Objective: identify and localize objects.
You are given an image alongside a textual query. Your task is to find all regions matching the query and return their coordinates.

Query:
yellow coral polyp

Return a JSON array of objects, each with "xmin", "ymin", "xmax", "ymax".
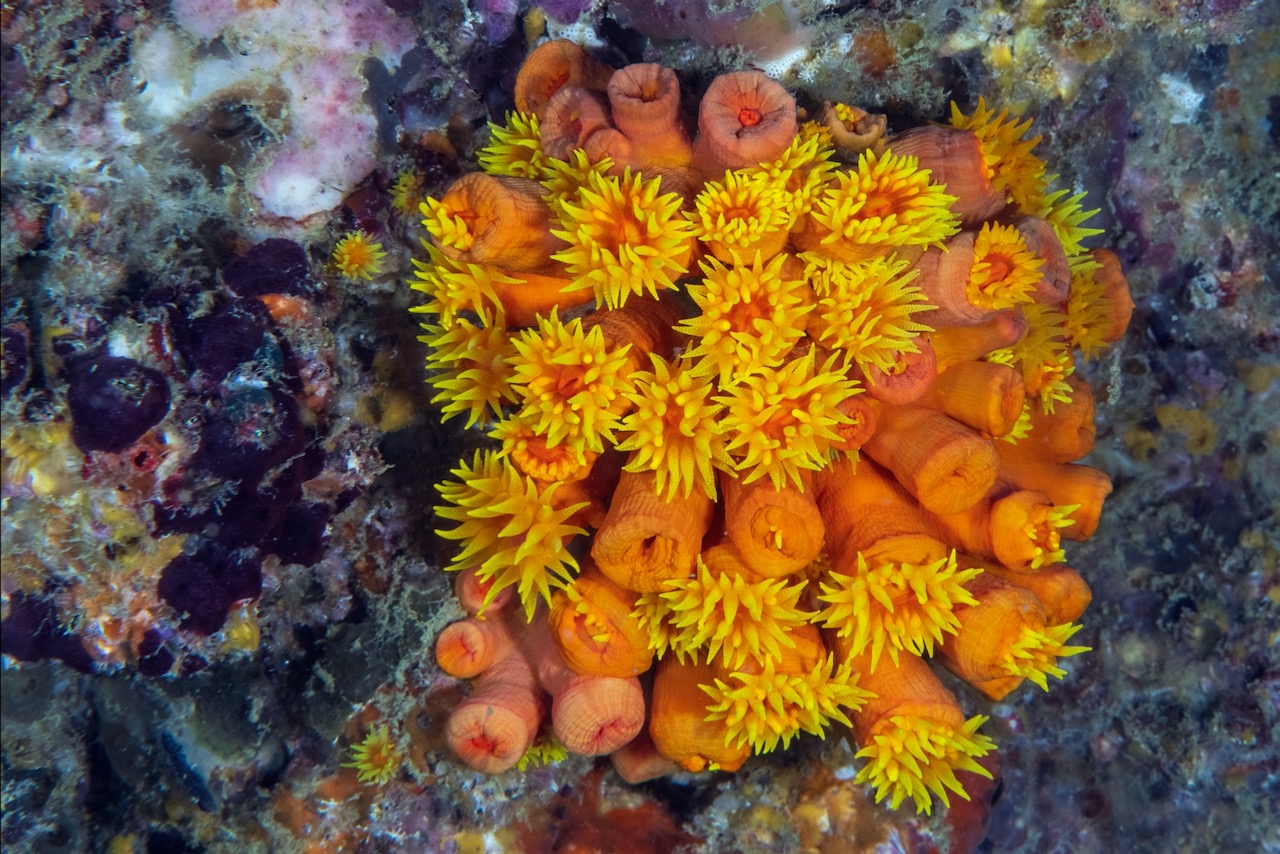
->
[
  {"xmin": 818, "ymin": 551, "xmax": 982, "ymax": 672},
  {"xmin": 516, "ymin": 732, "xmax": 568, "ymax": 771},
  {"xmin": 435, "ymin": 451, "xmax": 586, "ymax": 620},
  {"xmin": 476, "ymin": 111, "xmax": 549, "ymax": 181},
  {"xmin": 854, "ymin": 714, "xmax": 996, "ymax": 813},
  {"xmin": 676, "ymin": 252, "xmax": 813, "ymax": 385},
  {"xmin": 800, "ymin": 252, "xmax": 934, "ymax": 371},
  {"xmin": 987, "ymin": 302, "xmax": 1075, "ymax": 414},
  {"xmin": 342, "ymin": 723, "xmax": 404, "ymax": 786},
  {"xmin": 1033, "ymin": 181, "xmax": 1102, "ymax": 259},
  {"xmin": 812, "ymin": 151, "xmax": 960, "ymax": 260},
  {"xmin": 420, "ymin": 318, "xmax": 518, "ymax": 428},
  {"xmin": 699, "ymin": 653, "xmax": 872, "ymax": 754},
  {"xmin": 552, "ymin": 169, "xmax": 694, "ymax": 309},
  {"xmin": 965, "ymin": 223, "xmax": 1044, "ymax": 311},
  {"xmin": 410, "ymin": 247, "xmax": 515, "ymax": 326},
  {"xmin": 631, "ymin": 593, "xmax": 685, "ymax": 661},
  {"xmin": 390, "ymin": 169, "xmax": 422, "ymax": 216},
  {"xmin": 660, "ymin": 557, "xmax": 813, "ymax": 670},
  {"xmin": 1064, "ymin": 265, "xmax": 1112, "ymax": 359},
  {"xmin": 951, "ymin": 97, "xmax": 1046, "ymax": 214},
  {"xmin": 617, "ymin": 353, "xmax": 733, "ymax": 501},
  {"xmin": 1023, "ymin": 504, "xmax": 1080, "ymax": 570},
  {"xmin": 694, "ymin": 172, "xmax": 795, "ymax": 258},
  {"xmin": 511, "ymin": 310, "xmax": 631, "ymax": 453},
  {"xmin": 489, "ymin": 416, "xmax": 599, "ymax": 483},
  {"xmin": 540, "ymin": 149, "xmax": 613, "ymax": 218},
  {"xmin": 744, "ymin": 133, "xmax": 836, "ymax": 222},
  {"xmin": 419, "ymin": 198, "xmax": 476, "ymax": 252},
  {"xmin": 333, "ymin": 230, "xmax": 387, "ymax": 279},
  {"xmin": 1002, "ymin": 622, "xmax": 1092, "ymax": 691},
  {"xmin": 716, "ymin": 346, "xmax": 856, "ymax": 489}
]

┄┄┄┄┄┄

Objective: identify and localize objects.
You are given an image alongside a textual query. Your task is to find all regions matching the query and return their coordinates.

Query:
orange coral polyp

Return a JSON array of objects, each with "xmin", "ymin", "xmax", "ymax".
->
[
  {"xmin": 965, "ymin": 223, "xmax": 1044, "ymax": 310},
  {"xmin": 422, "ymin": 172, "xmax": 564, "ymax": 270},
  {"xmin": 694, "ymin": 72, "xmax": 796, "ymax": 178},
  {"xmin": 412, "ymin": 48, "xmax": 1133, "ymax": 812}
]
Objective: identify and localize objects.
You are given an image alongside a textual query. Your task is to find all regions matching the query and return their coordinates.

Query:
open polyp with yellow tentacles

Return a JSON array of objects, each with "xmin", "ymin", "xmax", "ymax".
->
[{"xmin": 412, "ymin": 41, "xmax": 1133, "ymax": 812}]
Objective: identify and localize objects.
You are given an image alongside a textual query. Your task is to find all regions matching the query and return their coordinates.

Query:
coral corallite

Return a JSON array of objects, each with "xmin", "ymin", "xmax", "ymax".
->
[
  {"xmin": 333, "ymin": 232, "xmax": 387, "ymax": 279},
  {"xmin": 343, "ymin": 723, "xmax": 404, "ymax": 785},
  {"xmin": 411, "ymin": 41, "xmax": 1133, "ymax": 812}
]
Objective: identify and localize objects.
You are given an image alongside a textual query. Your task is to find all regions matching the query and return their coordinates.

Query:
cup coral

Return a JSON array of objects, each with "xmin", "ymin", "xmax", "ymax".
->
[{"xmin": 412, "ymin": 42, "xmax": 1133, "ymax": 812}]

┄┄┄┄┄┄

*INSTRUCTION*
List each line of the items above that contains the string "polyp", with case counting.

*THE OUTPUT*
yellow coral polyp
orange coral polyp
open polyp with yellow tentacles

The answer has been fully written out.